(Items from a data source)
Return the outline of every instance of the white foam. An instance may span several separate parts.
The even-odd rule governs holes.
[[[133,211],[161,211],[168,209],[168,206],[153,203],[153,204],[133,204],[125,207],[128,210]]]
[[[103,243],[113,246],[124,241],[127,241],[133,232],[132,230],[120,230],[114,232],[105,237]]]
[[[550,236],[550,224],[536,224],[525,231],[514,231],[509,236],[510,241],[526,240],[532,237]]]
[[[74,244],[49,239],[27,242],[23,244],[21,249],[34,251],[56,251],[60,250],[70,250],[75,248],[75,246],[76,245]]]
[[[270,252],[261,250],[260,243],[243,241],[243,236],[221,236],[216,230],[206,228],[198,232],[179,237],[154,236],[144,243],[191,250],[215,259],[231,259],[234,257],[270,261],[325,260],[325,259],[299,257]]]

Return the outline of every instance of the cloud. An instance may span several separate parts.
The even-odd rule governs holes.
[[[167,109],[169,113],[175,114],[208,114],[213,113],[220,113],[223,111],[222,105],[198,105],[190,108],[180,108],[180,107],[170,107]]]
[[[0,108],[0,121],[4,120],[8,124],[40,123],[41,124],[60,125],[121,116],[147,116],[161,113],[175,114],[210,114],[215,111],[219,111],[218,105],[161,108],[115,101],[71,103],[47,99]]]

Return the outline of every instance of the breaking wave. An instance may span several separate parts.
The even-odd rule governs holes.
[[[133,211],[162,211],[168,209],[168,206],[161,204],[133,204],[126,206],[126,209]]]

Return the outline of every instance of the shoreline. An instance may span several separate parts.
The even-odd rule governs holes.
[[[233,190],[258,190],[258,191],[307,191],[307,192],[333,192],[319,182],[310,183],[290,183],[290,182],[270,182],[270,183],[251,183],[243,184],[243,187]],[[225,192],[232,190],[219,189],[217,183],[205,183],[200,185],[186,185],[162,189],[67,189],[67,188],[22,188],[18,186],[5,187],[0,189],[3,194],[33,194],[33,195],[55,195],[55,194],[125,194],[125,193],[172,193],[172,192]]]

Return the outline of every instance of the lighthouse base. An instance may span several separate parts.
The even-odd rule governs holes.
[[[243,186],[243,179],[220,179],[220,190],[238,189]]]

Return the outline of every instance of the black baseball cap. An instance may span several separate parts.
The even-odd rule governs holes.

AIM: Reproduce the entire listing above line for line, without altering a single character.

FINISHED ANSWER:
Return the outline of every instance of the white foam. An instance may span several separate parts.
The even-odd rule governs holes.
[[[133,211],[161,211],[168,209],[168,206],[153,203],[153,204],[133,204],[125,207],[128,210]]]
[[[103,243],[113,246],[124,241],[127,241],[133,232],[132,230],[120,230],[114,232],[105,237]]]
[[[550,236],[550,224],[536,224],[525,231],[514,231],[509,236],[510,241],[526,240],[532,237]]]
[[[74,244],[49,239],[27,242],[23,244],[21,249],[34,251],[56,251],[60,250],[70,250],[75,248],[75,246],[76,245]]]
[[[270,252],[261,250],[260,243],[243,241],[243,236],[221,236],[216,230],[206,228],[198,232],[179,237],[154,236],[144,243],[191,250],[215,259],[231,259],[234,257],[270,261],[325,260],[325,259],[299,257]]]

Return the outline of every instance of the cloud. An instance may span several separate parts.
The even-odd rule governs holes.
[[[167,109],[169,113],[175,114],[208,114],[213,113],[220,113],[223,111],[222,105],[198,105],[190,108],[180,108],[180,107],[170,107]]]
[[[0,108],[0,121],[4,120],[8,124],[40,123],[41,124],[60,125],[121,116],[147,116],[161,113],[175,114],[210,114],[215,111],[219,111],[218,105],[161,108],[115,101],[71,103],[47,99]]]

Return the outline of every instance of the breaking wave. An instance may span several separate parts.
The even-odd rule governs holes.
[[[133,211],[162,211],[168,209],[168,206],[161,204],[133,204],[126,206],[126,209]]]

Return the outline of every instance of the shoreline. An instance may span several separate parts.
The even-odd rule governs holes.
[[[233,190],[258,190],[258,191],[307,191],[307,192],[333,192],[319,182],[310,183],[290,183],[290,182],[270,182],[270,183],[251,183],[243,184],[243,187]],[[225,192],[232,190],[219,189],[217,183],[205,183],[200,185],[186,185],[162,189],[67,189],[67,188],[22,188],[18,186],[5,187],[0,189],[3,194],[33,194],[33,195],[55,195],[55,194],[125,194],[125,193],[172,193],[172,192]]]

Return the outline of every instance of the lighthouse base. An instance may span several separate parts.
The even-odd rule governs holes.
[[[243,186],[243,179],[220,179],[220,190],[238,189]]]

Return the outline of every instance of the black baseball cap. An instance may span several separate parts.
The even-odd rule governs holes.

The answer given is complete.